MOCA said significant points of reference for Richards include the Tuskegee Airmen—the first African American pilots in United States military history — and the complexity of their triumphs in the face of segregation.

Other important influences include cultural, religious and ritual stories from African, African American, Jamaican and Judeo-Christian traditions, as well as Greek mythology, MOCA said.

“Centering his own experience, Richards also used his body to cast the figures for his sculptures, which often appear as pilots, saints, or both,” it said.

MOCA said Michael Richards had a close creative relationship to Miami, making the city and MOCA, a fitting location for this retrospective.

From 1997–2000, Richards was an artist-in-residence at ArtCenter/South Florida (now Oolite Arts), spending three months each winter for three years making work and developing community in Miami. Richards created the sculptures “Tar Baby vs. St. Sebastian” and “Are You Down?,” the exhibition’s namesake, in this studio.

“It is an honor for MOCA to host ‘Michael Richards: Are You Down?’ as Miami was one of Richards’ artistic homes,” said MOCA Executive Director, Chana Budgazad Sheldon. “His largest solo exhibition during his lifetime was at Ambrosino Gallery, previously located across the street from MOCA, in 2000; so, his connection to the North Miami community and our institution is undeniable.”

Record list:

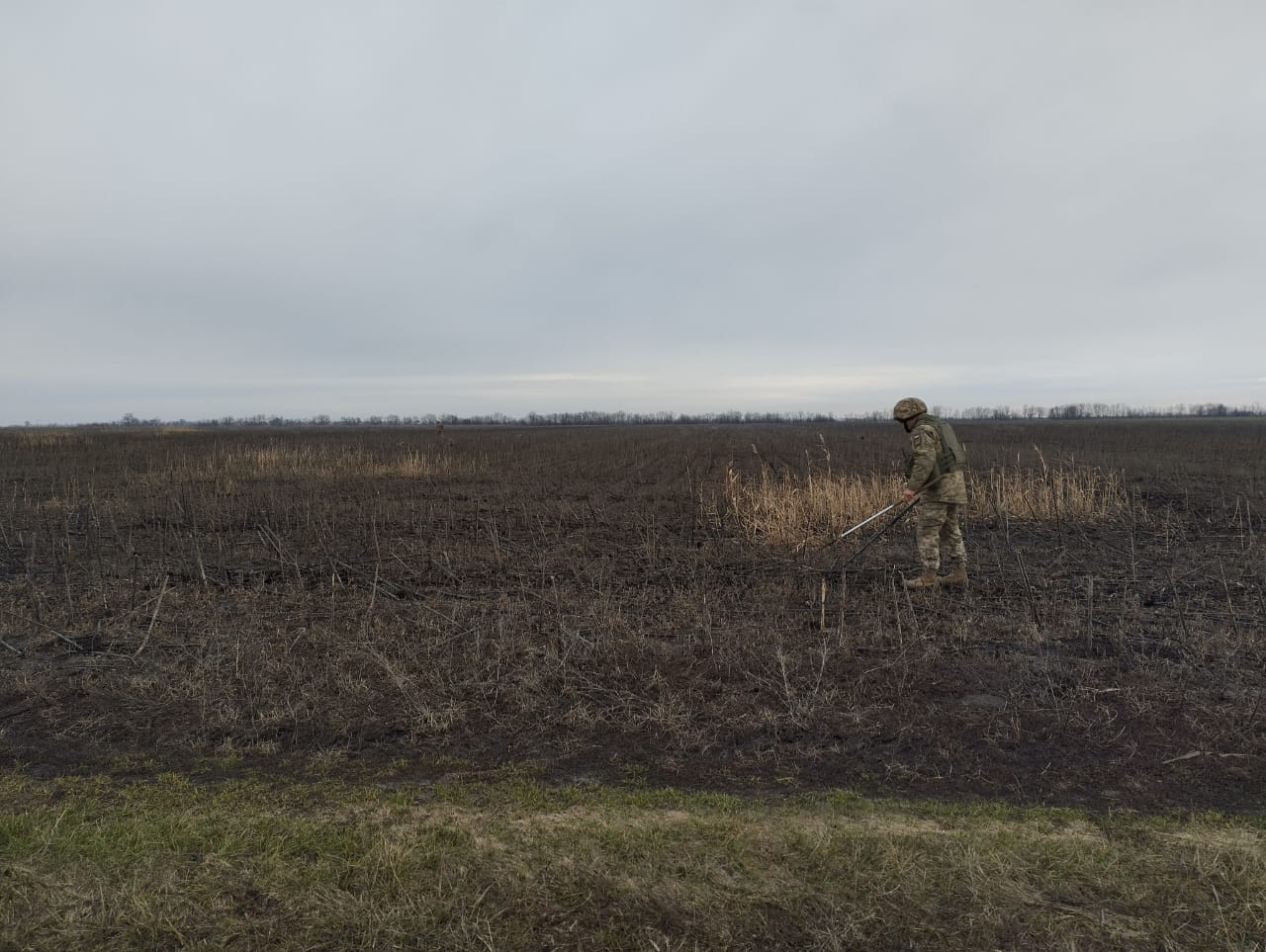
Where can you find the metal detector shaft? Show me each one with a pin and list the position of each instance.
(887, 526)
(868, 519)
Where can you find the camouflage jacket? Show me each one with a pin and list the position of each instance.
(934, 460)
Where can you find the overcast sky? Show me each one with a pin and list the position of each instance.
(304, 207)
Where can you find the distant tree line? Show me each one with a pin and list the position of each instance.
(602, 418)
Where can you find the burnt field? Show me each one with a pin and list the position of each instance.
(641, 604)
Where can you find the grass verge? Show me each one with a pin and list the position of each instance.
(258, 863)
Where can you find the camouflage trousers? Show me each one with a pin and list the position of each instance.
(936, 528)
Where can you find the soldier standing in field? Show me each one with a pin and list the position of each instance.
(935, 476)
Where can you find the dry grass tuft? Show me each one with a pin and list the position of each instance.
(792, 508)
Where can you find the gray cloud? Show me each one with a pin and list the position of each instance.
(407, 208)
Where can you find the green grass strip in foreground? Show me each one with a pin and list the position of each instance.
(107, 865)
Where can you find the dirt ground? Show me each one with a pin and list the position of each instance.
(586, 604)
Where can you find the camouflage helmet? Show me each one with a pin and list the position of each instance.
(908, 407)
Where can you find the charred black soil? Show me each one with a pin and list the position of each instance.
(583, 603)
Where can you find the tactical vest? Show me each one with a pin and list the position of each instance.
(952, 456)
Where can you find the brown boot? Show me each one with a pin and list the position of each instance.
(925, 581)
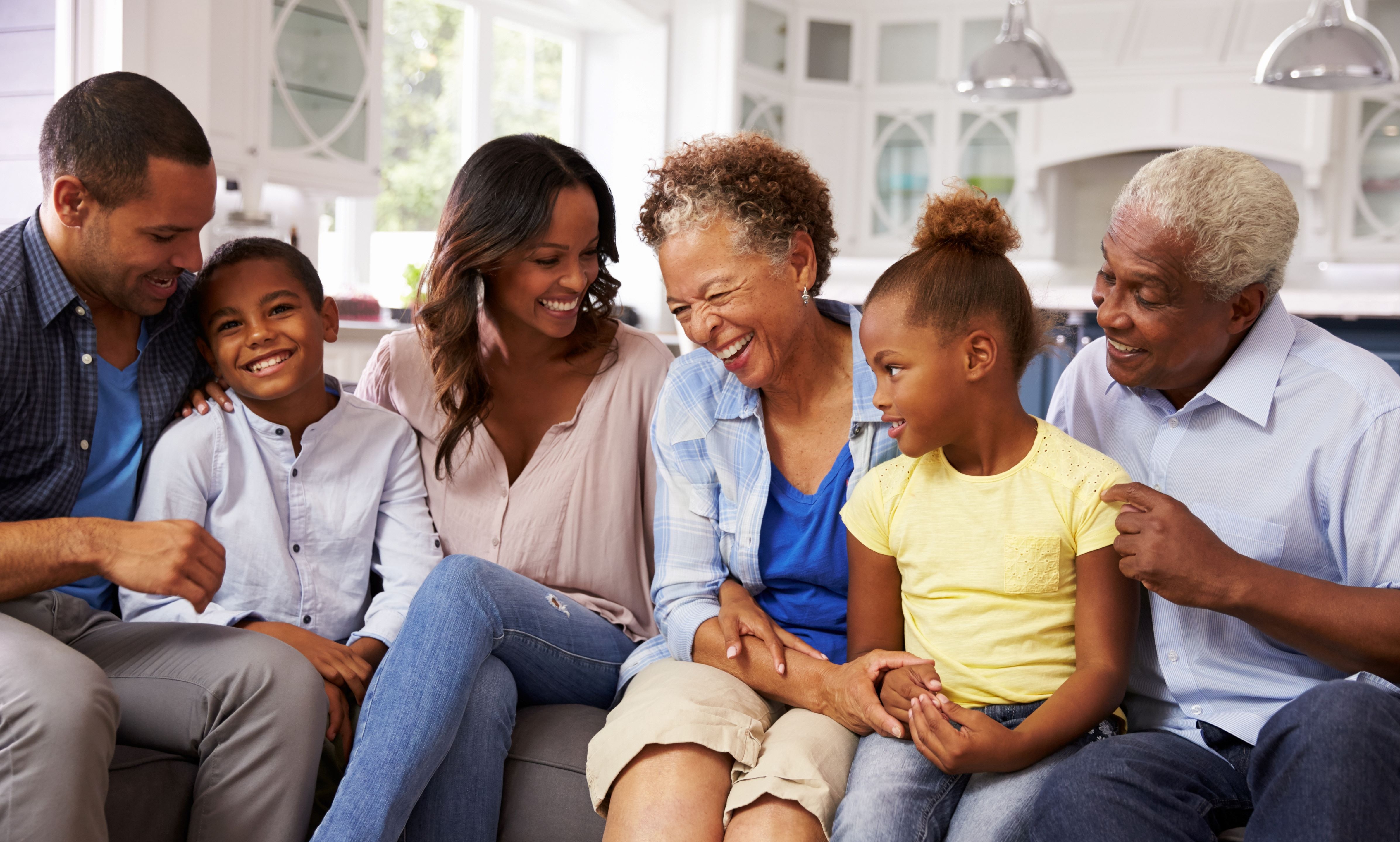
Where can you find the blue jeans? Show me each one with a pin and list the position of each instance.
(1326, 767)
(895, 793)
(430, 749)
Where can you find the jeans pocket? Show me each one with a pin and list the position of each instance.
(1031, 565)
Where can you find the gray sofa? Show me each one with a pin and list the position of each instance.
(545, 798)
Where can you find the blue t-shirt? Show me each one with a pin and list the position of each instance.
(114, 461)
(803, 560)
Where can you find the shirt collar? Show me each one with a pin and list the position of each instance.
(51, 286)
(1249, 377)
(55, 292)
(740, 401)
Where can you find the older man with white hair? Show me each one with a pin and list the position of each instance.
(1263, 526)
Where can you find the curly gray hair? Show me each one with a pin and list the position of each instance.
(1237, 215)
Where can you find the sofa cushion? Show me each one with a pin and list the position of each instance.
(149, 795)
(547, 795)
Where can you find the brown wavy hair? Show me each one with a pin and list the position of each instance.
(500, 202)
(960, 269)
(766, 191)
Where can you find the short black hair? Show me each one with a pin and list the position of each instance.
(106, 131)
(255, 248)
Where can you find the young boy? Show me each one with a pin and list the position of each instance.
(307, 489)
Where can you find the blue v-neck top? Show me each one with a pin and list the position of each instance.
(803, 560)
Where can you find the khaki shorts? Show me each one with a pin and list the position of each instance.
(783, 752)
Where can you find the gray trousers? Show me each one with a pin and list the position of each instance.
(73, 681)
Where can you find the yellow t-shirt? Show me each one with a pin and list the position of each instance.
(986, 564)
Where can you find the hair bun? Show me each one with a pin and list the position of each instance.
(967, 218)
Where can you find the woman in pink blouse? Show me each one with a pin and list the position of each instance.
(531, 405)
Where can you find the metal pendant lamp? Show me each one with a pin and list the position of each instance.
(1018, 66)
(1329, 49)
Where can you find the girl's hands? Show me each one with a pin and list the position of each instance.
(741, 616)
(849, 693)
(904, 686)
(982, 745)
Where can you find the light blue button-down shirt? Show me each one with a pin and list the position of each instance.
(302, 532)
(713, 473)
(1290, 456)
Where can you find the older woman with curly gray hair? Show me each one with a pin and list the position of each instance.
(740, 721)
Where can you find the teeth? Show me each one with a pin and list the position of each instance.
(729, 351)
(268, 363)
(559, 306)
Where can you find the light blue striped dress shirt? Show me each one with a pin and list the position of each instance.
(1290, 456)
(713, 487)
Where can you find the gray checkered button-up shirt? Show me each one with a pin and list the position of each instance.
(48, 394)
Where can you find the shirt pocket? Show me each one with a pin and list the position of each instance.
(1260, 540)
(1031, 565)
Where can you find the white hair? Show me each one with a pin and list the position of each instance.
(1237, 215)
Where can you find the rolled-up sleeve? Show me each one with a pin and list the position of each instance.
(689, 565)
(407, 546)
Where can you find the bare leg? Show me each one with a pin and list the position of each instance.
(674, 793)
(771, 819)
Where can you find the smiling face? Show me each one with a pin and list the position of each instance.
(262, 333)
(1164, 328)
(545, 286)
(922, 377)
(740, 307)
(132, 255)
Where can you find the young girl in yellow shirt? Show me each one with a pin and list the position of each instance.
(986, 547)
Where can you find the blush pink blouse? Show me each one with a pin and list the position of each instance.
(579, 516)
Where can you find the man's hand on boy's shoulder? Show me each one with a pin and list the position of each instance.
(338, 663)
(902, 686)
(199, 400)
(170, 558)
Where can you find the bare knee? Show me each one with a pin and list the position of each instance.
(671, 792)
(773, 819)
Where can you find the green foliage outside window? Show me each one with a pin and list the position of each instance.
(422, 113)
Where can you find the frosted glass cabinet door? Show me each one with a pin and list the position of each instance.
(320, 78)
(1378, 204)
(765, 37)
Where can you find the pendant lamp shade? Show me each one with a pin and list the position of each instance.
(1329, 49)
(1018, 66)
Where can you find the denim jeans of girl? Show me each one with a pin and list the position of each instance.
(430, 749)
(897, 795)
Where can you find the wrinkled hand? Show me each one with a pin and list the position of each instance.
(741, 616)
(338, 663)
(1171, 551)
(171, 558)
(982, 745)
(849, 693)
(906, 684)
(339, 709)
(198, 401)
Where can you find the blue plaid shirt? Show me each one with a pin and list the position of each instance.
(713, 473)
(48, 394)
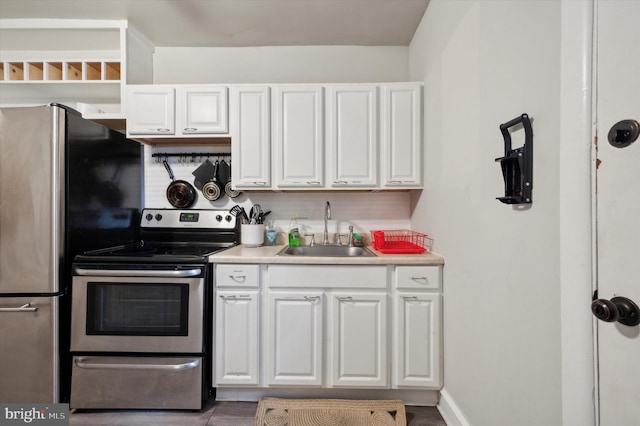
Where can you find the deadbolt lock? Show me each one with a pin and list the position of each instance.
(624, 133)
(621, 309)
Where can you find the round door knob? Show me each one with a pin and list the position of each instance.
(605, 310)
(628, 311)
(621, 309)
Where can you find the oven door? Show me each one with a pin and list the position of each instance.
(151, 311)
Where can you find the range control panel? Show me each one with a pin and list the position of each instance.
(172, 218)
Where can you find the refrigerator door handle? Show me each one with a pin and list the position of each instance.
(24, 308)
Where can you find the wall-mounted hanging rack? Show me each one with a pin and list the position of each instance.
(185, 157)
(517, 164)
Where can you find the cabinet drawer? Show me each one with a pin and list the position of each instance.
(333, 276)
(237, 275)
(418, 277)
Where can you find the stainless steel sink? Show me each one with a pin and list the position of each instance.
(325, 251)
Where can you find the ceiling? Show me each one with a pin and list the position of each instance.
(235, 23)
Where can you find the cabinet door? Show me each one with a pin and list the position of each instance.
(352, 141)
(358, 337)
(202, 110)
(401, 118)
(299, 136)
(236, 347)
(416, 347)
(294, 336)
(150, 110)
(250, 137)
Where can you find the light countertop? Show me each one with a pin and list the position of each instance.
(267, 254)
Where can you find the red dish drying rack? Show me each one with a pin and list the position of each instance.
(400, 241)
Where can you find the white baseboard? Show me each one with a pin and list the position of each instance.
(410, 397)
(450, 412)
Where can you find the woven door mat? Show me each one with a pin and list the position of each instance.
(329, 412)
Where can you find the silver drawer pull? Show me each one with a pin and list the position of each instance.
(86, 363)
(235, 297)
(312, 299)
(24, 308)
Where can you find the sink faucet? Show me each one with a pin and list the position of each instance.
(327, 216)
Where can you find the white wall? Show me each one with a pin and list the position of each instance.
(302, 64)
(295, 64)
(484, 63)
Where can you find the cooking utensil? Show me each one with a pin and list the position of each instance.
(228, 187)
(180, 193)
(255, 213)
(212, 189)
(203, 174)
(239, 211)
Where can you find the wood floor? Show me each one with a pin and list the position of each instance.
(213, 414)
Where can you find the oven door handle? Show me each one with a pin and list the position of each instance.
(87, 363)
(134, 273)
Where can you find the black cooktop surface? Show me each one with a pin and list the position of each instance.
(168, 252)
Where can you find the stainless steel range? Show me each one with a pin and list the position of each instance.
(140, 314)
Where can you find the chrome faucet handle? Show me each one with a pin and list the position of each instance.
(313, 239)
(350, 235)
(339, 240)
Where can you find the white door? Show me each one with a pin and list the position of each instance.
(618, 209)
(236, 348)
(352, 135)
(299, 136)
(416, 334)
(151, 110)
(358, 339)
(250, 116)
(401, 136)
(202, 110)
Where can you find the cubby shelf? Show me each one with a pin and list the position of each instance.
(80, 63)
(57, 71)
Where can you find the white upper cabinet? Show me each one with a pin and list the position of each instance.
(159, 110)
(352, 136)
(151, 110)
(250, 118)
(298, 120)
(202, 109)
(401, 135)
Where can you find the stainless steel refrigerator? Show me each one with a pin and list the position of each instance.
(67, 185)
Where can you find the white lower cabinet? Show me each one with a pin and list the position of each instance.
(332, 326)
(294, 338)
(358, 339)
(237, 338)
(416, 340)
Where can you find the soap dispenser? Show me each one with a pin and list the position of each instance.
(294, 233)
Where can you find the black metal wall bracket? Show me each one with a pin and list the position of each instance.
(517, 164)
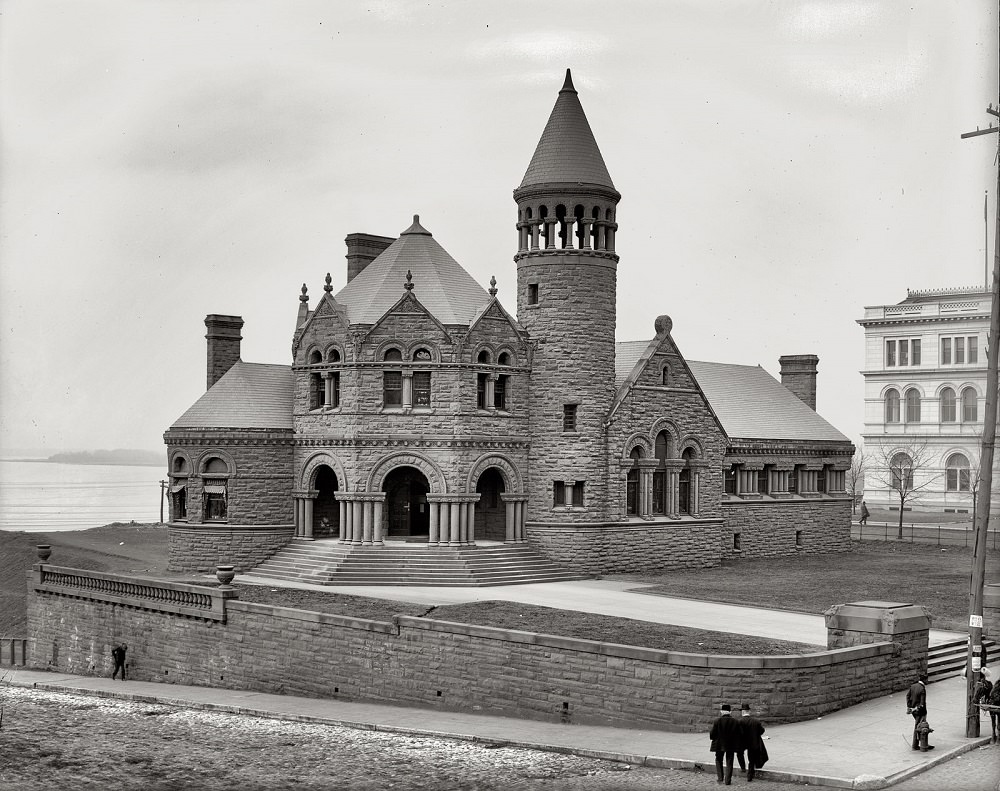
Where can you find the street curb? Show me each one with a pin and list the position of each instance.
(635, 759)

Task details: Copy out word for word the part of the Michael Richards exhibition passage from "MOCA said significant" up to and including "face of segregation.".

Written answer:
MOCA said significant points of reference for Richards include the Tuskegee Airmen—the first African American pilots in United States military history — and the complexity of their triumphs in the face of segregation.